## YOUR OBJECTIVE
Reproduce all the entries precisely.

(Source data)
^^^^^^^^

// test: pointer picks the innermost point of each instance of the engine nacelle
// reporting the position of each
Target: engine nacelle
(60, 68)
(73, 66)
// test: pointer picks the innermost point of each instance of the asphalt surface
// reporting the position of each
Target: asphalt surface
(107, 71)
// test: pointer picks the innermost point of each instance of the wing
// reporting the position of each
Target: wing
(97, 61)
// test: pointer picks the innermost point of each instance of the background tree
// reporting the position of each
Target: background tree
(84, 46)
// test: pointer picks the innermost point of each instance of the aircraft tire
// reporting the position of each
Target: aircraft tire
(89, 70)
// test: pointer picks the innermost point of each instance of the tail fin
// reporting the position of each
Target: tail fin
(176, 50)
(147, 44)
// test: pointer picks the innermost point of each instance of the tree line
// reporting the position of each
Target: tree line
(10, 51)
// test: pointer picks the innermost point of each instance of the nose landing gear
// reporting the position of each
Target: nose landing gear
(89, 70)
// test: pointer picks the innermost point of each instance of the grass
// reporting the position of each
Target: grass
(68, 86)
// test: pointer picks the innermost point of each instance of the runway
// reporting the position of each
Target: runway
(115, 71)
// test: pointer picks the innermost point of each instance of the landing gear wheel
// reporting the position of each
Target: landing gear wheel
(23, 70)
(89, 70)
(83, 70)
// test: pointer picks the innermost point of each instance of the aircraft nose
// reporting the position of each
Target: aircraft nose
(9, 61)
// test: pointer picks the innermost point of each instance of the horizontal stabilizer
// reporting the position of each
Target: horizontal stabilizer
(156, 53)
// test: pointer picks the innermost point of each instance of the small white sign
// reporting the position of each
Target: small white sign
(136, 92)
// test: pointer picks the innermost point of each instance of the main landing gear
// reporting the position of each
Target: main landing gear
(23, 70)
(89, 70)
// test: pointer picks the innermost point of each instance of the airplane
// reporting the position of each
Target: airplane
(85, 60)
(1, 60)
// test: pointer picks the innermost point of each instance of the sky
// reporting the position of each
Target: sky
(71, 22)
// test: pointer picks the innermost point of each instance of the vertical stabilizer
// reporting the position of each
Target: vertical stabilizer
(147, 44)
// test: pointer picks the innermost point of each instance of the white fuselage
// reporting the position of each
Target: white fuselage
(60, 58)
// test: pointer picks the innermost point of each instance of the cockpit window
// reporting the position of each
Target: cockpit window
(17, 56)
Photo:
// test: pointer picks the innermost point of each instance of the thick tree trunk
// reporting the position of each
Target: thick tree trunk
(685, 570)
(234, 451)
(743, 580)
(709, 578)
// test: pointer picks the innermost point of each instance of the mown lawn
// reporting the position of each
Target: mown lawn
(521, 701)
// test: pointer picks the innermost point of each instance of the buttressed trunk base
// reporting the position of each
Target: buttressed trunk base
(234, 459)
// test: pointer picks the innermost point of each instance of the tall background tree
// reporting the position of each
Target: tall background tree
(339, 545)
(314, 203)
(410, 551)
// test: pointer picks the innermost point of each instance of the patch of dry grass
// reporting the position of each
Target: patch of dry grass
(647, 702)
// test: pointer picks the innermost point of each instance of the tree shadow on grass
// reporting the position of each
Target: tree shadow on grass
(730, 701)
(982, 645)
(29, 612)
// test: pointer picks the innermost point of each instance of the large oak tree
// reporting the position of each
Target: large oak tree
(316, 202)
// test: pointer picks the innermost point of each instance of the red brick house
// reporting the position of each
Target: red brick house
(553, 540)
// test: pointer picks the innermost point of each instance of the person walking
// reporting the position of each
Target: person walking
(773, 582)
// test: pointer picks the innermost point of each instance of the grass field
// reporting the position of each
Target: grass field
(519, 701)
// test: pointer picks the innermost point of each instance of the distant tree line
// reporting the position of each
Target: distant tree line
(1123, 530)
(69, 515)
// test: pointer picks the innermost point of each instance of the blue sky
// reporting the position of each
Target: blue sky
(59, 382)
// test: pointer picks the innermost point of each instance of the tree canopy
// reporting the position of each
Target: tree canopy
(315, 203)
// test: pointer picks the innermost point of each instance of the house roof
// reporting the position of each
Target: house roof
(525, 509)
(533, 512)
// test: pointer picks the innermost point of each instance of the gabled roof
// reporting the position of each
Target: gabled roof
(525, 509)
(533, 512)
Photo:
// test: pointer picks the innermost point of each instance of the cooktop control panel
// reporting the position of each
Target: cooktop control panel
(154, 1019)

^^^^^^^^

## FINISHED EXERCISE
// test: pointer picks the innermost point of each instance of the engine nacelle
// reporting the position of each
Target: engine nacelle
(60, 68)
(73, 66)
// test: pointer picks the innermost point of each instance of the asphalt surface
// reporting the position of each
Target: asphalt surface
(107, 71)
// test: pointer picks the innermost point of each instance of the wing
// reporting the position of each
Target: wing
(97, 61)
// test: pointer picks the innermost point of each instance of the background tree
// reporting the position of each
Target: background tree
(84, 46)
// test: pointer picks the innermost point of each instance of the aircraft tire
// reporting the position of each
Target: aircraft tire
(89, 70)
// test: pointer picks the innermost point of each instance of the tail fin
// reporting the position of each
Target: tail fin
(176, 50)
(147, 44)
// test: pointer picks the innermost point of each instance of the tree line
// reporting the position of each
Target: tree line
(10, 51)
// test: pointer picks the innermost point of each instance of the nose landing gear
// reporting the position of each
Target: nose landing gear
(89, 70)
// test: pointer picks the innermost point of each instance of the grass
// reporting the position of each
Target: grass
(68, 86)
// test: pointer picks the innermost point of each instance of the runway
// reporting the position of each
Target: runway
(115, 71)
// test: pointer picks the innermost point of each instance of the landing gear wheel
// reporting the position of each
Target: landing gear wheel
(23, 70)
(89, 70)
(83, 70)
// test: pointer picks the innermost point of each instance of the aircraft nose
// reporting the position of each
Target: aircraft nose
(9, 61)
// test: pointer picks the innermost point of each instance of the horizontal stabilizer
// reporting the position of each
Target: horizontal stabilizer
(156, 53)
// test: pointer picks the innermost point of each instance of the small white sign
// reporting the position of each
Target: small white sign
(136, 92)
// test: pointer picks the innermost point of each instance of the main landing gear
// reporting the position of each
Target: main landing gear
(23, 70)
(89, 70)
// test: pointer picks the innermost point of each instance of the airplane
// reporting the position of each
Target: airplane
(85, 60)
(1, 60)
// test: pointer picks the innermost point of each instance of the sky
// reporting the position of each
Target: sky
(71, 22)
// test: pointer picks the innermost point of each instance of the vertical stabilizer
// reporting the position of each
Target: vertical stabilizer
(147, 44)
// test: pointer picks the innermost point of each instance of the white fuselage
// reporting the position of each
Target: white fuselage
(60, 58)
// test: pointer picks the innermost point of each instance of the cockpit window
// reporting the position of each
Target: cockpit window
(17, 56)
Photo:
// test: pointer picks the innermost point of each instance of the thick tree trunk
// reporting the position of each
Target: thick tree trunk
(685, 570)
(234, 451)
(743, 580)
(709, 578)
// test: pointer picks the innermost point of each instance of the mown lawn
// reporting the position of each
Target: mown lawn
(521, 701)
// test: pointer picks the innermost point of each instance of the buttressed trunk base
// reporting the position of each
Target: buttressed trunk base
(234, 459)
// test: pointer picks the innermost point of each instance of the tall background tree
// reporting the position of each
Target: tall background tree
(339, 545)
(314, 203)
(410, 551)
// test: pointer picks the innermost point of each instance of the patch of dry grass
// reporting the position of each
Target: patch of dry grass
(647, 702)
// test: pointer picks the innermost point of each instance of the tree shadow on grass
// reporting the position of each
Target: tree shadow on grass
(730, 701)
(982, 645)
(29, 612)
// test: pointer picks the innermost point of each instance of the large oak tree
// reporting the position of each
Target: large oak tree
(316, 202)
// test: pointer picks the innermost point of each instance of the red brick house
// reporting the position of each
Target: red brick house
(553, 540)
// test: pointer picks the innermost point of each instance of the person walking
// reporting the position of each
Target: person walking
(773, 582)
// test: pointer picks the innermost point of each instance of the grass field
// reporting the position of each
Target: grass field
(519, 701)
// test: pointer picks the innermost point of each instance of the distant tree line
// reporting the position of each
Target: distant tree line
(1123, 530)
(69, 515)
// test: pointer picks the innermost point of each instance of the blue sky
// reporting the position of each
Target: blue sky
(59, 382)
// test: pointer picks the innermost point of each instance of the tree canopy
// reporting the position of each
Target: tree canopy
(315, 203)
// test: pointer picks the innermost point of each instance of the house roof
// reporting the position of each
Target: house roof
(525, 509)
(533, 512)
// test: pointer picks the innermost point of each instance of the gabled roof
// reporting the position of each
Target: gabled roof
(525, 509)
(533, 512)
Photo:
// test: pointer picks the innermost point of each instance of the cooktop control panel
// reporting the position of each
Target: cooktop control panel
(154, 1019)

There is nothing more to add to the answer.